### What to work on
Starting at the line containing "the wet fish" and ending at the line containing "the rooftop, each", transcribe the listing below exactly. Keep both end lines, skip the pictures, and copy nothing else.

### Record excerpts
* * *

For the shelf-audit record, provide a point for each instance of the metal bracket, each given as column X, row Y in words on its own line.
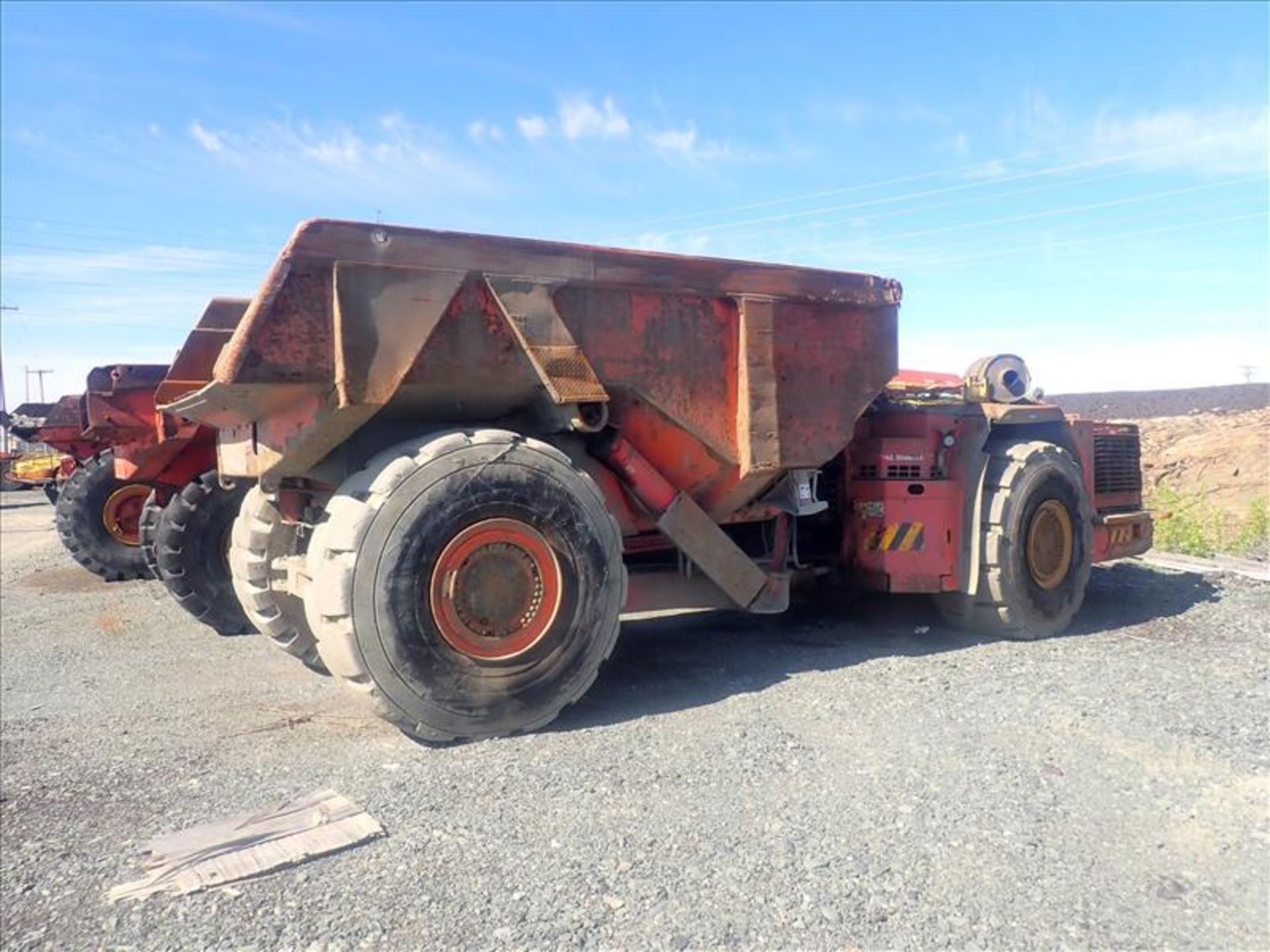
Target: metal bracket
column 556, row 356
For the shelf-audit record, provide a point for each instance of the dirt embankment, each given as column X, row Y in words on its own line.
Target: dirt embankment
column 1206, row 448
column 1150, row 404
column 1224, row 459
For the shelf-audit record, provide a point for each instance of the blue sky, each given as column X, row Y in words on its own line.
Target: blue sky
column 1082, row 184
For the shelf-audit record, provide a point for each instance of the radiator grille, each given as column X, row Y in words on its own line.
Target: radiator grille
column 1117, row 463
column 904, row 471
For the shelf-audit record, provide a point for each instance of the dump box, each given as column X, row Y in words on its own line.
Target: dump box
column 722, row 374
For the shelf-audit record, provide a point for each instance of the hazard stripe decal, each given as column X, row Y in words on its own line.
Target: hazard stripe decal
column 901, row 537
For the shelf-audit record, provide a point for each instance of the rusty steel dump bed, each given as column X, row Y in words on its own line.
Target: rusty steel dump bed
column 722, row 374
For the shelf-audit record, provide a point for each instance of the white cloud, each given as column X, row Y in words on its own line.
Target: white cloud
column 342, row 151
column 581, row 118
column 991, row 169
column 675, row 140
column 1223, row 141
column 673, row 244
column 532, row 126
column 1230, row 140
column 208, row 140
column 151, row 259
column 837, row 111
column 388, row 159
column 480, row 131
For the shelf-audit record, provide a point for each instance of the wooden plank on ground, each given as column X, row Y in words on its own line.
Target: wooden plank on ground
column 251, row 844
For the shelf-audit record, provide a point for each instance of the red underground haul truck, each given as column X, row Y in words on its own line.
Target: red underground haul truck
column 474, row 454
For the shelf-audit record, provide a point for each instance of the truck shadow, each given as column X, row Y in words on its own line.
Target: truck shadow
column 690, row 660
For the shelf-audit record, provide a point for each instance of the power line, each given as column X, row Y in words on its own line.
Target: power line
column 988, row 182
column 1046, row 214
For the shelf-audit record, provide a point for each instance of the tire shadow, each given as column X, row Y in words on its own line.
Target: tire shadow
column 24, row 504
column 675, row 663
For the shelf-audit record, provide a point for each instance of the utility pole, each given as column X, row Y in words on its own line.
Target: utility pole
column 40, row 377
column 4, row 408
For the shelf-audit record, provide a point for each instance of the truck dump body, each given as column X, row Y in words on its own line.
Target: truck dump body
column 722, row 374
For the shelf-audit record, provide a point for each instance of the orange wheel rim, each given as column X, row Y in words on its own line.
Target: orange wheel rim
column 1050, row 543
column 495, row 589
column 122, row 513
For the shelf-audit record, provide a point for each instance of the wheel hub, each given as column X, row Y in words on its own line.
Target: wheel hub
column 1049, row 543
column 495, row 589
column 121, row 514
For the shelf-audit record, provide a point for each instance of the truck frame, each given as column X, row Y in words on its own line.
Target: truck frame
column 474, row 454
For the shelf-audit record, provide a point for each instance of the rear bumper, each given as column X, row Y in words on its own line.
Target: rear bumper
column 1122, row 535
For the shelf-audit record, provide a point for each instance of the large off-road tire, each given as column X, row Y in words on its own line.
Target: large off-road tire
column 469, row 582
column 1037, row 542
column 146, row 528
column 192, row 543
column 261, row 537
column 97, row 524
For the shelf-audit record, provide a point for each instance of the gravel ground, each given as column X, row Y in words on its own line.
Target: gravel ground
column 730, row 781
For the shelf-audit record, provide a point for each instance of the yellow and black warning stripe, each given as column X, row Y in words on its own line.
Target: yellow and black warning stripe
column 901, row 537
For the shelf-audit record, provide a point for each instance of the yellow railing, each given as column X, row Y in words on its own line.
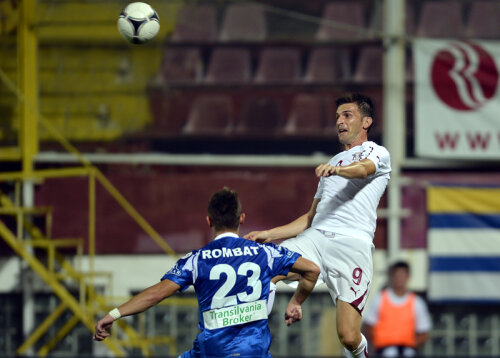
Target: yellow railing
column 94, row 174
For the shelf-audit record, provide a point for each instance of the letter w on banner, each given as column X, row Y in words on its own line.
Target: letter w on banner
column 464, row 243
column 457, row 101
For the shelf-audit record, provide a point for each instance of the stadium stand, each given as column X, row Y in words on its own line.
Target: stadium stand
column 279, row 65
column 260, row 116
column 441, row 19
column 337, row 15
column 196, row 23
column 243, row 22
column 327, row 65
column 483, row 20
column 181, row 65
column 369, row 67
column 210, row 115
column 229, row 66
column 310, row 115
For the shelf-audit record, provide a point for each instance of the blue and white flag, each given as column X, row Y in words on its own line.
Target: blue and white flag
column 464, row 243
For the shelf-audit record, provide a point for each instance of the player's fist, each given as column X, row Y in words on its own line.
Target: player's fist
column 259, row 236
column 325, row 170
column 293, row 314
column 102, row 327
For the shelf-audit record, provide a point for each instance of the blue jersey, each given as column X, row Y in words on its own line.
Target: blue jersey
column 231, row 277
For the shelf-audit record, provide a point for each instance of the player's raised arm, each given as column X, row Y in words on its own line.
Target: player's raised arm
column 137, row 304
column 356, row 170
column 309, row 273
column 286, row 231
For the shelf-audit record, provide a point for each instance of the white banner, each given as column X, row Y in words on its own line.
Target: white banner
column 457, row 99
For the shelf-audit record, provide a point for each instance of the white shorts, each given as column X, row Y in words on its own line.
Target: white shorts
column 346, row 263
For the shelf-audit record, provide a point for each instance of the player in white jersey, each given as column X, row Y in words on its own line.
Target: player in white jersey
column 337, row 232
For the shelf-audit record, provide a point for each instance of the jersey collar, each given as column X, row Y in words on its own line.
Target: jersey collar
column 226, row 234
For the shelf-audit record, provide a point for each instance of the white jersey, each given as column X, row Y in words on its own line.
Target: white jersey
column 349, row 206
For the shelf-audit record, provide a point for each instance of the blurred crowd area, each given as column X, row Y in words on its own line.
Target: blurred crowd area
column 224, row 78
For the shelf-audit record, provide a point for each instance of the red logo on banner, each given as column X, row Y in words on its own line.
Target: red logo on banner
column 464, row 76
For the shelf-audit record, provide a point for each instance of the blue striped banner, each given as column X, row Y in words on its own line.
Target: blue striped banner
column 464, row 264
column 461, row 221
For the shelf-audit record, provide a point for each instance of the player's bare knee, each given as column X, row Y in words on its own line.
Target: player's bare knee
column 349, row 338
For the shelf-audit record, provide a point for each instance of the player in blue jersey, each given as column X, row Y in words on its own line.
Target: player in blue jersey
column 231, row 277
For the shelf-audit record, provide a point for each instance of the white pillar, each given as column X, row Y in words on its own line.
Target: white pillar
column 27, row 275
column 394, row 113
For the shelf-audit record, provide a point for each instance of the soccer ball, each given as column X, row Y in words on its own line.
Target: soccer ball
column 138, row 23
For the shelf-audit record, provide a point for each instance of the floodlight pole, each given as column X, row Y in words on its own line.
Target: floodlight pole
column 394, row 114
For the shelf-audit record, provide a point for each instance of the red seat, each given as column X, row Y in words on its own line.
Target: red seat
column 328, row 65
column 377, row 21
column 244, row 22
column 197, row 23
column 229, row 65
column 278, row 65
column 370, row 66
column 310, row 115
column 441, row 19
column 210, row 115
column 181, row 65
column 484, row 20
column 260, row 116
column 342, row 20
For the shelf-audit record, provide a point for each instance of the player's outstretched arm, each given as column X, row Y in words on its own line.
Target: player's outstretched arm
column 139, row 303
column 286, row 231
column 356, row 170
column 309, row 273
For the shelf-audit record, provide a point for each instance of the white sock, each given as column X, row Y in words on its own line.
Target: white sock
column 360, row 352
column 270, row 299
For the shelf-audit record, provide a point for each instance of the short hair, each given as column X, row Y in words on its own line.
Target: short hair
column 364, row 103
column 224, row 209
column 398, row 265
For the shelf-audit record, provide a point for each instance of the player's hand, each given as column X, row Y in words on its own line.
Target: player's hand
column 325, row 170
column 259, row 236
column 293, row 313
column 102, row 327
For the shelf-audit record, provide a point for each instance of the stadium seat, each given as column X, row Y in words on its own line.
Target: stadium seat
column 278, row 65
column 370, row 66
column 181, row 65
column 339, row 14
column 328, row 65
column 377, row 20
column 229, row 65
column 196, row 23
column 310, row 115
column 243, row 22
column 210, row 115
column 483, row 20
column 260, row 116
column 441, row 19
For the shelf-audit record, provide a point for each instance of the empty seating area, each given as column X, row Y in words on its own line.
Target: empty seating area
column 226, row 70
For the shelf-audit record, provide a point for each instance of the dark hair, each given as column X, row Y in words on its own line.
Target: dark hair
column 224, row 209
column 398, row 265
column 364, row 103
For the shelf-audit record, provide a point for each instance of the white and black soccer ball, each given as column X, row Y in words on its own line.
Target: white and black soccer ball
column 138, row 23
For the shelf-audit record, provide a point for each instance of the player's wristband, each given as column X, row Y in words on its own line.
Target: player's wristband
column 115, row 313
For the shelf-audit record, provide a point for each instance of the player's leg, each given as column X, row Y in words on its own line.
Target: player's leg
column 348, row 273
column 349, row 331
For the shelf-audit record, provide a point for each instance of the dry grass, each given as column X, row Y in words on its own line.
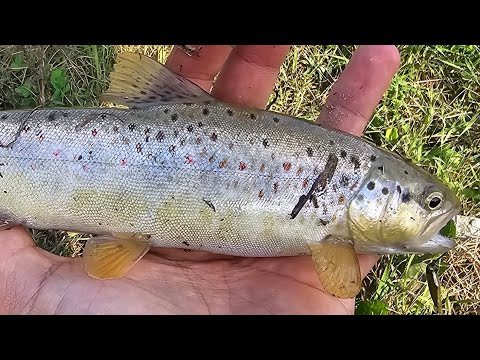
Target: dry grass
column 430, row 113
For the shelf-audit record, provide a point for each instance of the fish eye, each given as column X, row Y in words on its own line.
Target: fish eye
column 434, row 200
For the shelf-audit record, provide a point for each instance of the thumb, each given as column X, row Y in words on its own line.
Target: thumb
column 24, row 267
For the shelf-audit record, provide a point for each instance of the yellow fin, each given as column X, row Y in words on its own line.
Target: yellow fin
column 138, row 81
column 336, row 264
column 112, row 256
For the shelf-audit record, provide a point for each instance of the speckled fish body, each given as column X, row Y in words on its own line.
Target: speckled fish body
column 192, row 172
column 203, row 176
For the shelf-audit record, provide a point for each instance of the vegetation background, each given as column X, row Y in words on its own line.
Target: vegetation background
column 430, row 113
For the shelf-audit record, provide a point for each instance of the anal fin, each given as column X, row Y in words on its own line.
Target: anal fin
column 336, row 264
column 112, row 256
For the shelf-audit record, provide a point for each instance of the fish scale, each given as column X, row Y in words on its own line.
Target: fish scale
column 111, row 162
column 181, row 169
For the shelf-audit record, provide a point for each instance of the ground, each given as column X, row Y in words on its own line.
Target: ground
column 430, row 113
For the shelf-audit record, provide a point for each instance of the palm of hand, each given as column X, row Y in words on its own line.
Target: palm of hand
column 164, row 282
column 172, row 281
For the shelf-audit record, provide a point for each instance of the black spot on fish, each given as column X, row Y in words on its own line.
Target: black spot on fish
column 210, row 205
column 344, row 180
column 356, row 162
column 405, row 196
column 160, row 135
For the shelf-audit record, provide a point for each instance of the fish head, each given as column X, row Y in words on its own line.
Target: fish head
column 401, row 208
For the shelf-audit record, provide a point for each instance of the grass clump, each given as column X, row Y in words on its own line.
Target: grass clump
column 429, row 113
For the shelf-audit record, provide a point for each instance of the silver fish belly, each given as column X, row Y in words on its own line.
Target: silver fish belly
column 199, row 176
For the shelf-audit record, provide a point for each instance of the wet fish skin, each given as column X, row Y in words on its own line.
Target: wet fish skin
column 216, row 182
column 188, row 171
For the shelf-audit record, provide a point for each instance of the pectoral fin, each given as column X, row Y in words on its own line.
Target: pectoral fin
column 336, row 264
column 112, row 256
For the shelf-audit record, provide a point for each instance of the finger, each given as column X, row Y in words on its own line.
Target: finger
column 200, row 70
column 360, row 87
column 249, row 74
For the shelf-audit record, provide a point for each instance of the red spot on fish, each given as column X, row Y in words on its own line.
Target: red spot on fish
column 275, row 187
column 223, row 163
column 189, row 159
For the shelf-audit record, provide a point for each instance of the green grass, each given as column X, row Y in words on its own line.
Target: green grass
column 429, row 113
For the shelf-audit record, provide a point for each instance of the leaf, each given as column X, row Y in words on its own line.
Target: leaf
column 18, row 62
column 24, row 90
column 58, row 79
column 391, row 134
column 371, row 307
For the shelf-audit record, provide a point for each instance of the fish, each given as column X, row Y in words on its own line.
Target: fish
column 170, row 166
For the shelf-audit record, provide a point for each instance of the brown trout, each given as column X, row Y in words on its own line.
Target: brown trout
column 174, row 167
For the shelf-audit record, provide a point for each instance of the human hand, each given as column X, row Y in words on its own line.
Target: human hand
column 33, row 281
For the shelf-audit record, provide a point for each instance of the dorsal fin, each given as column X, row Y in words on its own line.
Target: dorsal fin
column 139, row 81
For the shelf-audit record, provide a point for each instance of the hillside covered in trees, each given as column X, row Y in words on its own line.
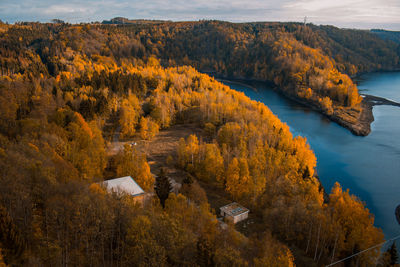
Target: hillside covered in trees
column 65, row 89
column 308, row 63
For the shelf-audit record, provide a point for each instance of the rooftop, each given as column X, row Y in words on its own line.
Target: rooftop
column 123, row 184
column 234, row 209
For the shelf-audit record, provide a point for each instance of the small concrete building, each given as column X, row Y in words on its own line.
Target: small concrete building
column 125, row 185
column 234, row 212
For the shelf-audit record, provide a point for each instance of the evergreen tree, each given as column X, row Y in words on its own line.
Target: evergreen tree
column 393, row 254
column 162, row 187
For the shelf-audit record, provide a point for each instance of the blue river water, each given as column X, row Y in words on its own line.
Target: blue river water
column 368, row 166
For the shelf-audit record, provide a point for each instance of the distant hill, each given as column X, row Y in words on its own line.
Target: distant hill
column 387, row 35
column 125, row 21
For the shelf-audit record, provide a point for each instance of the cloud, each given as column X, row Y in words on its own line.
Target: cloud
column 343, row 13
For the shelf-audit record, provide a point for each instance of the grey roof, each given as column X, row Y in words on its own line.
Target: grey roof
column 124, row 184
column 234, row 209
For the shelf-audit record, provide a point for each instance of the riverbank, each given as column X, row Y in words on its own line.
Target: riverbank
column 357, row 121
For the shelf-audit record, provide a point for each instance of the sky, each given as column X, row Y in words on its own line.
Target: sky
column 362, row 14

* * *

### Response
For the shelf-audit record, provide a point for each instance of the wet fish skin, each given as column X, row Y in words on its own line.
Target: wet fish skin
column 216, row 182
column 188, row 171
For the shelf-audit record, provide a point for each instance of the pectoral fin, each given as column X, row Y in words on its own line.
Target: pectoral fin
column 336, row 264
column 112, row 256
For the shelf-audit record, provide a point for each instance of the finger, each given as column X, row Y in words on its own line.
Target: finger
column 200, row 70
column 360, row 87
column 249, row 74
For the shelf-audit record, provide a point for each instance of the red spot on fish, each given as column X, row Y in words on its own line.
Target: red spot on fish
column 275, row 187
column 223, row 163
column 189, row 159
For the shelf-audit record, provide a point for each instance of the green grass, each given as column X, row Y in words on its own line.
Target: green grass
column 429, row 113
For the shelf-audit record, provide a point for each instance of the leaf, each given as column X, row Y in words on its own line.
Target: leaf
column 18, row 62
column 24, row 90
column 58, row 79
column 391, row 134
column 371, row 307
For the shelf-audit record, provide a point for each instance of the fish, each given as column X, row Y in words on its own line.
Target: fish
column 170, row 166
For the shelf-audit record, provide a point for each instance of the brown trout, each given as column X, row Y in words on its own line.
Target: brown trout
column 174, row 167
For the shelf-audit record, provide a point for each instance of the human hand, each given as column X, row Y in words on its own line.
Target: human hand
column 33, row 281
For the shelf-audit record, provide a point for each instance of the dorsal fin, each given as column X, row Y in words on its own line.
Target: dorsal fin
column 139, row 81
For the shelf-audit record, provide a point for each instance of the hillside covered in trees, each given as column X, row Y in words on its own line.
Target: hillside covered in trees
column 65, row 89
column 308, row 63
For the shelf-audit record, provide a point for each instance of the rooftop, each given as column X, row Y in words on its own line.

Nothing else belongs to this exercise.